- [WHAT TO PRODUCE]:
Could you please repeat all of the entries exactly as written?

Stored items from a collection:
▼

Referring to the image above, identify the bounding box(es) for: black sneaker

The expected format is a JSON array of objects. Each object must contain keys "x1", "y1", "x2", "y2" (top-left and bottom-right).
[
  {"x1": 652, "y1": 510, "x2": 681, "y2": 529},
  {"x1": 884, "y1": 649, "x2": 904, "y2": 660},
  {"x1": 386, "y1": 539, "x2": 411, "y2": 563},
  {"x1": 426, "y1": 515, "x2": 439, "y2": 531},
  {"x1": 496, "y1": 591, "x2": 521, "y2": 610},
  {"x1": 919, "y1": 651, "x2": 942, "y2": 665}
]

▲

- [REPLY]:
Referring to the image above, identify the bounding box(es) for: black sneaker

The expected format is a JSON array of objects. Each object must contain keys "x1", "y1", "x2", "y2" (top-left and bottom-right).
[
  {"x1": 652, "y1": 510, "x2": 681, "y2": 529},
  {"x1": 884, "y1": 649, "x2": 904, "y2": 660},
  {"x1": 386, "y1": 539, "x2": 411, "y2": 563},
  {"x1": 426, "y1": 515, "x2": 439, "y2": 531},
  {"x1": 496, "y1": 591, "x2": 521, "y2": 610},
  {"x1": 919, "y1": 651, "x2": 942, "y2": 665}
]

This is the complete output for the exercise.